Where a line of the following data contains the string "rear", include it in the tally. Report the total alone.

## Data records
[Start of Attachment]
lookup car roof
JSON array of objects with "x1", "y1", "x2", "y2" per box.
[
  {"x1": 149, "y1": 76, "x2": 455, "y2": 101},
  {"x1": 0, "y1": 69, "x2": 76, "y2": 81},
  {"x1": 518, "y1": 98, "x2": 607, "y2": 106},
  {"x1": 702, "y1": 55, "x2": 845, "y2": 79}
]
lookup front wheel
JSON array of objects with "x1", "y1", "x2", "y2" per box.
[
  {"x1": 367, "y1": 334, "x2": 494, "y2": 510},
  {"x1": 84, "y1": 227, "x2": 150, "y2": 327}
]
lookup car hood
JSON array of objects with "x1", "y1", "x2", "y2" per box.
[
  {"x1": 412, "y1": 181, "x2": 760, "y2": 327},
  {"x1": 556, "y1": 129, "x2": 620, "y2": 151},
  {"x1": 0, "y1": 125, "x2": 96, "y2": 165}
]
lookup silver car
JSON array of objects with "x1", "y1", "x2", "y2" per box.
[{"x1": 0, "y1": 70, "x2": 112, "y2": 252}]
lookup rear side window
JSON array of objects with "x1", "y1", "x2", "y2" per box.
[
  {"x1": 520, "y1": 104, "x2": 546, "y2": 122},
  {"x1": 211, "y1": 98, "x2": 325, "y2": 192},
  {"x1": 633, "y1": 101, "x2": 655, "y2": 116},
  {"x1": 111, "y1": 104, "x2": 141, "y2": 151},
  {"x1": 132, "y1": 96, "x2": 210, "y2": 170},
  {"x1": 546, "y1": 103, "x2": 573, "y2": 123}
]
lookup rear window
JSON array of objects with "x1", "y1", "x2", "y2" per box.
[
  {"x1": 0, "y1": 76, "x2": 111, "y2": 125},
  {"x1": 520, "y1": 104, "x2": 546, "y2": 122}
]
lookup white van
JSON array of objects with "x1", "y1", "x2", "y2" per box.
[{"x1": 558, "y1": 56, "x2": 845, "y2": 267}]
[End of Attachment]
## Response area
2